INSTRUCTIONS FOR THE TASK: Reproduce the entire listing exactly. Leave the pictures out.

-*-

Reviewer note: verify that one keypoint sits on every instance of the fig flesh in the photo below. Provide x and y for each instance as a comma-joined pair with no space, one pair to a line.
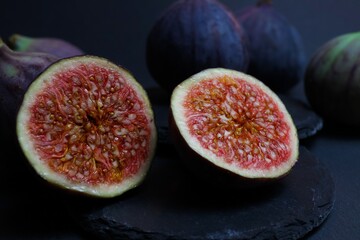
332,80
277,54
54,46
86,125
193,35
234,123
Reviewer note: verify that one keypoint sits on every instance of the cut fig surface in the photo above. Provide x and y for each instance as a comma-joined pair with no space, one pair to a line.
235,122
87,125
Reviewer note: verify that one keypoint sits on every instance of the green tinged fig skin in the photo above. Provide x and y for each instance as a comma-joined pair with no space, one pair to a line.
332,80
193,35
86,125
54,46
277,55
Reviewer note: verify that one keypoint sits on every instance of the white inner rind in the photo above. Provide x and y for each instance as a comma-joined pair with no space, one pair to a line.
178,111
26,143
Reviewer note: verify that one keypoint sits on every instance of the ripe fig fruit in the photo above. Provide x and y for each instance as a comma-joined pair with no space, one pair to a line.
17,71
332,80
86,125
277,55
193,35
54,46
233,124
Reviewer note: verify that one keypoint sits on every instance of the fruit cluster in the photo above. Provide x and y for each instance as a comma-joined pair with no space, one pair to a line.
85,124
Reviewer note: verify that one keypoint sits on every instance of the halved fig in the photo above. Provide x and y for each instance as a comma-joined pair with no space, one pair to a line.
87,125
233,122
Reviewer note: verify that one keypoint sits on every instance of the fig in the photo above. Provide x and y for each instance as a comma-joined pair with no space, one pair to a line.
17,71
86,125
193,35
277,55
54,46
232,124
332,80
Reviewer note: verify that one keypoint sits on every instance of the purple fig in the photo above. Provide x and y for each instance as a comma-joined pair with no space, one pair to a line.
17,71
193,35
54,46
277,55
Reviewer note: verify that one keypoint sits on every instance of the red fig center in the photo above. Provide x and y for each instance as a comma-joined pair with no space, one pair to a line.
89,124
238,122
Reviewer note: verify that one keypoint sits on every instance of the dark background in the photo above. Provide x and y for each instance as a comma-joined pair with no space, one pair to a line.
117,30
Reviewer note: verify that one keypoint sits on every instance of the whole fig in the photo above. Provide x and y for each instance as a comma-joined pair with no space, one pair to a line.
332,80
17,71
193,35
277,55
54,46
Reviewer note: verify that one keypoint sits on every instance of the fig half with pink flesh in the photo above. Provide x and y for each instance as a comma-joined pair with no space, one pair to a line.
86,125
233,122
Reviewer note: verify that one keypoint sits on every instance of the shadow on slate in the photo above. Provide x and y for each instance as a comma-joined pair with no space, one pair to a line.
170,204
307,122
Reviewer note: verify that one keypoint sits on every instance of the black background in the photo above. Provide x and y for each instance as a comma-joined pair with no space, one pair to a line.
117,30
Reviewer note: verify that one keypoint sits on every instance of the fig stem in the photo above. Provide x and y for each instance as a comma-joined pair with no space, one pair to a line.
264,2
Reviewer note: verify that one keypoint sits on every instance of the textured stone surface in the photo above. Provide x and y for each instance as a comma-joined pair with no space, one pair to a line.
172,205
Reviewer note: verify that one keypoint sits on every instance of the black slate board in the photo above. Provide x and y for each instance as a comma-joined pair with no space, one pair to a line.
171,205
307,122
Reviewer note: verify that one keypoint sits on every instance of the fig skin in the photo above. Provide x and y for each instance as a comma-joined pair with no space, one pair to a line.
277,54
59,180
193,35
17,71
210,176
332,80
54,46
210,171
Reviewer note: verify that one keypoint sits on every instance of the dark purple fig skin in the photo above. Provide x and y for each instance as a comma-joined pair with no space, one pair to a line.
17,71
55,46
332,81
193,35
277,55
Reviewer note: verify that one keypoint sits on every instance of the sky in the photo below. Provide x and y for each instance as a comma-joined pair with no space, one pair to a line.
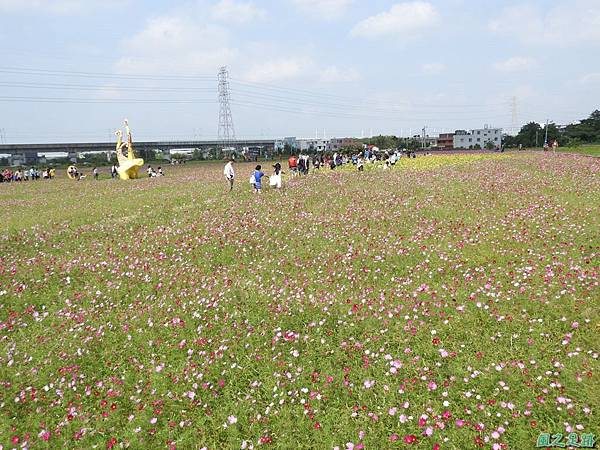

-*-

FINISHED TASK:
Reviewer note: verify that one keypoint sits on every instance of the fig flesh in the photo below. Provide x and y for each instance as a comma-joined pair with no space, one pair to a line.
332,80
277,54
54,46
86,125
193,35
234,123
Reviewer note: verify that one keypoint sits on every instance of the cut fig surface in the photo above. Provide x and y for each instance as a comma-joined pair with no space, one pair to a line.
235,122
87,125
Reviewer note: verify that one keypoint sits on every instance of the green tinged fig skin in the photo above. Provide x and y for each instance as a comma-joined pair with no space, one pair to a line.
332,80
193,35
86,125
54,46
277,55
Reviewer note: verify that one keypoint sits on every instance of the white inner rind in the photo above. Provide x and y for each instance as a comma-joined pair with no space, one pair to a line.
178,111
26,143
Reviewer note: verify that one keypoint sits on every instance of the ripe fig fruit in the photo above. Provide x and y for each instance as a comma-joined pair with no space, one pair to a line.
17,71
332,80
86,125
277,55
193,35
54,46
233,124
Reviewer note: verify that one keypoint sits on every instance of the fruit cluster in the photo above. Provide x and y for each instance as a comma-joined pair with no space, one pair to a line.
85,124
Reviewer note: verify that one keypoint sits on every instance of the halved fig in the photo above. Provide x and y for each instance as a comma-joined pair with no space, one pair to a line.
87,125
233,122
Reviewer note: verify that one keypoint sits on every instance of the fig in the photo above. Provide x and y for each instance as a comma-joined pair with no space, one pair to a line.
17,71
86,125
193,35
277,55
54,46
232,124
332,80
Reviewer note: verify that one keypoint sits on every instance of the purple fig in the photo above. Provide x and y for each instance as a comma-joined pair with no space, one pair to a line.
17,71
193,35
54,46
277,55
Reviewer note: verify that one keypoint sits on every instance of the red fig center in the photo above. Provide x and y for each instance as a comma-joined pair with no space, one pair to a line.
89,124
238,122
Reviewer note: verify that one keypoint sits on every instance of the dark background in the photo above. Provide x and y for each instance as a comma-joined pair with no space, one pair to a line.
117,30
Reviewer note: verify that one keypoint sits on every instance of the whole fig in the photo above. Provide x and y for each instance as a comma-joined pair with no space, one pair to a line.
332,80
17,71
193,35
277,55
54,46
Reviewer note: verify that one keypoint sits on every instance of the fig half with pink flesh in the photo above. Provide x and y for each instance as a comma-joined pair with no space, one pair to a line.
86,125
233,122
Reviewer note: verify that one keypoint sits on every instance of the shadow on slate in the photo above. Provide x and y for each instance as a comma-joined pair with no space, one pair to a line.
170,204
307,122
Reviewer note: verify that one keypoint sits on every instance of the black background in the photo above. Provide x and y for each instance as a comma-joined pair with no space, one pair to a line.
117,30
Reviewer note: verify that one keypoint sits on every instance of the fig stem in the photo above. Provide x and y for each instance as a comma-joined pair with no space, one pair to a line.
264,2
Reviewer note: verify that one keypoint sits on every instance of the textured stone surface in the photo above. Provide x and y for each instance as a comma-joined pair with no space, one pair to a line.
172,205
Reviewer note: verify that one keypoint sits on every instance of the black slate board in the photo above. Provide x and y for each instance as a comma-joined pair with no space, one pair to a line.
171,205
307,122
Reviewer note: verify that one keypoint sits on every instance of the fig skin in the photo above. Provide x and y for each instance as a comma-joined pair with no space, one pair to a line.
277,54
59,180
193,35
17,71
210,176
332,80
54,46
210,171
Reviewer note: verify that one keypoint sits on every instance of the dark purple fig skin in the photo above. Provide x and y for each instance as a comma-joined pair with no space, one pair to a line.
17,71
55,46
332,81
193,35
277,55
Reviewer note: verify that one keypoint sits on every instance of the sky in the photo below. Provide x and y for each instance as a comma-joined pair with no space, one pair to a line.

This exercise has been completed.